Texte fourni »

Je suis une victime des attentats du 13-Novembre et je conteste le bilan de François Hollande sur la question de l’islamisme

Entretien mené par FigaroVox avec Victor Rouart, grièvement blessé au Bataclan

«Il me semble que François Hollande et son gouvernement n'ont pas pris toute la mesure du danger que représente l'islamisme.»
«Il me semble que François Hollande et son gouvernement n’ont pas pris toute la mesure du danger que représente l’islamisme.» Benoit PEYRUCQ / AFP

Après le témoignage de François Hollande au procès du 13-Novembre, et les propos polémiques d’Éric Zemmour, Victor Rouart, grièvement blessé au Bataclan, se dit davantage heurté par les propos de l’ancien président de la République sans pour autant prendre la défense du polémiste.

Victor Rouart était présent au Bataclan le soir des attentats du 13-Novembre et a été grièvement blessé. Il a co-écrit, avec le journaliste au Figaro Luc-Antoine Lenoir «Comment pourrais-je pardonner ?» (éd. de L’Observatoire, 2021).


LE FIGARO. – Cité à la barre au procès du 13-Novembre, une première pour un ex-président devant une cour d’assises, François Hollande a défendu son bilan et la guerre contre l’organisation Etat islamique. En tant que personne présente au concert des Eagles of Death le soir des attentats, que pensez-vous de ses mots ?

Victor ROUART. – François Hollande à travers son témoignage au procès des attentats du 13 novembre 2015, estime que l’ensemble des mesures visant à la lutte contre le terrorisme et la protection des Français ont été prises durant son mandat. Des mesures d’urgence furent votées et des actions menées. Mais après les massacres perpétrés sur notre sol qui a endeuillé et détruit tant de familles innocentes, il me paraît nécessaire d’analyser la lutte contre le terrorisme dans sa globalité en prenant en compte ses différents aspects. Si l’ancien chef de l’État n’a cessé de marteler «nous sommes en guerre» pour évoquer la menace djihadiste et ce, à juste titre, qu’en est -il de l’efficacité de ces mesures ? N’était-il pas possible d’agir en amont, contre un phénomène de radicalisation en expansion dans notre société depuis plusieurs années ? Si nul ne conteste la difficulté de trouver un équilibre nécessaire entre les libertés publiques et la sécurité des Français et que des dispositions ont été prises contre le terrorisme, il convient d’analyser si elles ont été suffisantes. Il est permis d’en douter.

Tâches à réaliser »
• A. Reproduisez le passage de l'entretien qui commence aux mots « Je suis une » et s'arrête après les mots « défense du polémiste. ».
• B. Poursuivez l'entretien avec Victor Rouart à partir de sa dernière phrase.
La liste qui suit est un matériau distinct de l'entretien.

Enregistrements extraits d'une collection
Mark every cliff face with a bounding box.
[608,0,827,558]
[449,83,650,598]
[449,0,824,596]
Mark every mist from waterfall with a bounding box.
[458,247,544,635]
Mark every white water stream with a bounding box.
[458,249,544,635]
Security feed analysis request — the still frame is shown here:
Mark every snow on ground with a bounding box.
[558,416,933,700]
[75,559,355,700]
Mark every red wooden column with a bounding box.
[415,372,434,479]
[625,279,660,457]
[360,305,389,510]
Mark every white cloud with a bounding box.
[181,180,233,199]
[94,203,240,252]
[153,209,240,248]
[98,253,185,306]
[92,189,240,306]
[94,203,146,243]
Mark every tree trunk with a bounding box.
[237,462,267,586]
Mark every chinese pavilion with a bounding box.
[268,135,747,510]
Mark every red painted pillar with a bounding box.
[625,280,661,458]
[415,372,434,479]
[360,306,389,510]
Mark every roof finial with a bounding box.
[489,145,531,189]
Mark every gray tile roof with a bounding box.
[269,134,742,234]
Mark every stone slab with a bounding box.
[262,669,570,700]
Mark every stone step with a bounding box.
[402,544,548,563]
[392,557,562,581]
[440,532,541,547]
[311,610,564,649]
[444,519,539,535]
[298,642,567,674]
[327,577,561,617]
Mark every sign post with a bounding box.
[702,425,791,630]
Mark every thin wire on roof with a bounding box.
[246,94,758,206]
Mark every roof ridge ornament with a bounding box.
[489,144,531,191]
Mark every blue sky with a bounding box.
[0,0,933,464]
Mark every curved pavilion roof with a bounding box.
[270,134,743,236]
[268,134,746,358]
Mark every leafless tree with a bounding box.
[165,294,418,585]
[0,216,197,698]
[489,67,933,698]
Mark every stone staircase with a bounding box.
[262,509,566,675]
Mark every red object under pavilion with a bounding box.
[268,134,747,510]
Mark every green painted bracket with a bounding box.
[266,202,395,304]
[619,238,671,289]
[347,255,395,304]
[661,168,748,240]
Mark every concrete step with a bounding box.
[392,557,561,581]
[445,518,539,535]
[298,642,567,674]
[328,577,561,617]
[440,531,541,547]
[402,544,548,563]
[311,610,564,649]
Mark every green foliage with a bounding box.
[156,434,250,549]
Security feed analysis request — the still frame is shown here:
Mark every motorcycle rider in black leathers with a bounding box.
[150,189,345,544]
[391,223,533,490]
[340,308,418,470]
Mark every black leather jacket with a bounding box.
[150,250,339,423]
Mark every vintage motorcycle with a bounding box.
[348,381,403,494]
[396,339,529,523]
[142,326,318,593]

Réponses par tâche »
• A.
Je suis une victime des attentats du 13-Novembre et je conteste le bilan de François Hollande sur la question de l’islamisme

Entretien mené par FigaroVox avec Victor Rouart, grièvement blessé au Bataclan

«Il me semble que François Hollande et son gouvernement n'ont pas pris toute la mesure du danger que représente l'islamisme.»
«Il me semble que François Hollande et son gouvernement n’ont pas pris toute la mesure du danger que représente l’islamisme.» Benoit PEYRUCQ / AFP

Après le témoignage de François Hollande au procès du 13-Novembre, et les propos polémiques d’Éric Zemmour, Victor Rouart, grièvement blessé au Bataclan, se dit davantage heurté par les propos de l’ancien président de la République sans pour autant prendre la défense du polémiste.

• B.
Concernant la lutte contre la radicalisation islamiste sur notre sol et bien que le gouvernement de François Hollande ne soit pas le seul concerné, il est tout de même possible de s’indigner et de reprocher au pouvoir socialiste son laxisme face au développement d’une idéologie islamiste radicale qui a pu prospérer notamment à travers l’attribution de subventions aux profits d’associations liées à la confrérie des Frères musulmans ou à travers la pratique du clientélisme. L’ancien président défend son bilan, mais sur la question de l’islamisme, il est permis de le contester.

L’exécutif de l’époque avait-il pris la mesure de la menace que représentait le terrorisme islamiste ?

Après l’effroi suscité par l’attentat de Charlie Hebdo et celui de l’Hyper Cacher de la porte de Vincennes, les pouvoirs publics ont pris des dispositions d’urgence sur le sol français avec la mise en place de l’opération sentinelle ou encore le fichier de signalement pour la prévention de la radicalisation à caractère terroriste (FSPRT).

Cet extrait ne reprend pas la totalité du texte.